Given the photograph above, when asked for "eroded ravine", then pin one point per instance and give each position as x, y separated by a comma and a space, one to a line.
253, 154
==
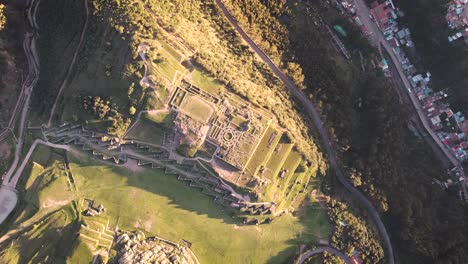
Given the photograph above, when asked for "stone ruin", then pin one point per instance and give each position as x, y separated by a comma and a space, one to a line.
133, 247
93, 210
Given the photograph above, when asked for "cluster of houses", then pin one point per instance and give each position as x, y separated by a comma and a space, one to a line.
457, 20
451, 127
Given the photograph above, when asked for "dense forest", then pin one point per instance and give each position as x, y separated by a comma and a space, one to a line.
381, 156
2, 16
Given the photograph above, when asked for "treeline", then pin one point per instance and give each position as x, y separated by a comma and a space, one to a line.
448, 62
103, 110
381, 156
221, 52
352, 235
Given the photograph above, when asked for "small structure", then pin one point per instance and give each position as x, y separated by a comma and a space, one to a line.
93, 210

» **TASK PROMPT**:
State how many of the lines above contain the word "instance", giving the number alone.

» **RESULT OF THE TASK**:
6